+++ Quoted text +++
# Pygmy Cory in a 5 Gal tank



## Melanie3C (Nov 6, 2014)

Hello everyone,

I own a basic 5 gallon tank and I wanted to know if I can house pygmy corries in it and how many? I plan on getting a school of red chili rasbora, a few shrimp and a nerite snail as well. The tank is already cycled and I do water changes twice a week. It's planted with hornwort, anubis, dwarf sag, java moss, frog bit, duckweed, and a pathos in the HOB. It has a couple of female guppies and their fry right now but that's only temporary, they'll be gone before I add anything to the tank. 

Thanks in advance for the advice.


----------



## BettaBettas (Aug 21, 2016)

I'd say its pretty much top stocked as is

Bump: I'd say its pretty much top stocked as is


----------



## elusive77 (Sep 27, 2016)

The problem with Corys is that they are a schooling fish, so they really need to be in groups of at least 5 or 6 to be happy. So while you could maybe fit one in your small tank with the Rasboras, it probably wouldn't be very happy. So I wouldn't recommend it. They are awesome fish though and if you ever get a bigger tank I would definitely recommend them.


----------



## tlriot (May 10, 2014)

Too small. I just got some a month ago for a 7g, and I only did it because the footprint of the tank is closer to a 10g. They are very active and use the whole tank space.

Sent from my XT1635-01 using Tapatalk


----------



## D.Farci (Mar 15, 2016)

Pygmy Cories are more of a "swimming Cory" than the other species. Corydoras habrosus might be better fit. However, I'd say a larger footprint is best for them. I had a few in a 5 gallon for a bit but I ended up moving them to my 55 and buying more to keep them company. I'd stick with the Chili Rasboras.


----------
+++ Collected data +++
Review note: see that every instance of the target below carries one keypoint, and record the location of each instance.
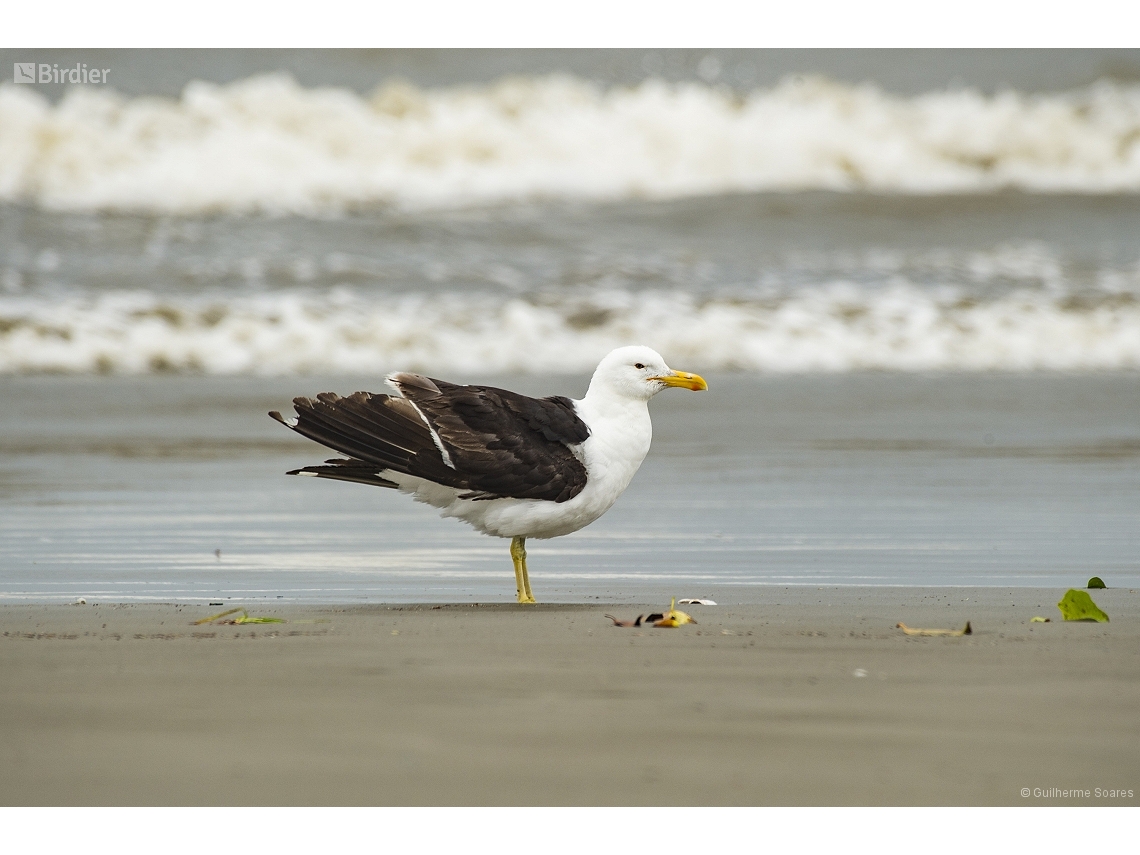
+++
What you need to do —
1) In the pygmy cory thread, what tank size did tlriot buy pygmy cories for?
2) Write out the stretch of the pygmy cory thread from "## elusive77 (Sep" through "whole tank space.".
3) According to the pygmy cory thread, why does elusive77 advise against adding a cory to the 5-gallon tank?

Full solutions —
1) A 7-gallon tank.

2)
## elusive77 (Sep 27, 2016)

The problem with Corys is that they are a schooling fish, so they really need to be in groups of at least 5 or 6 to be happy. So while you could maybe fit one in your small tank with the Rasboras, it probably wouldn't be very happy. So I wouldn't recommend it. They are awesome fish though and if you ever get a bigger tank I would definitely recommend them.


----------



## tlriot (May 10, 2014)

Too small. I just got some a month ago for a 7g, and I only did it because the footprint of the tank is closer to a 10g. They are very active and use the whole tank space.

3) Corys are schooling fish and need groups of at least five or six to be happy. A single cory might fit in the small tank with the rasboras, but it probably wouldn't be happy.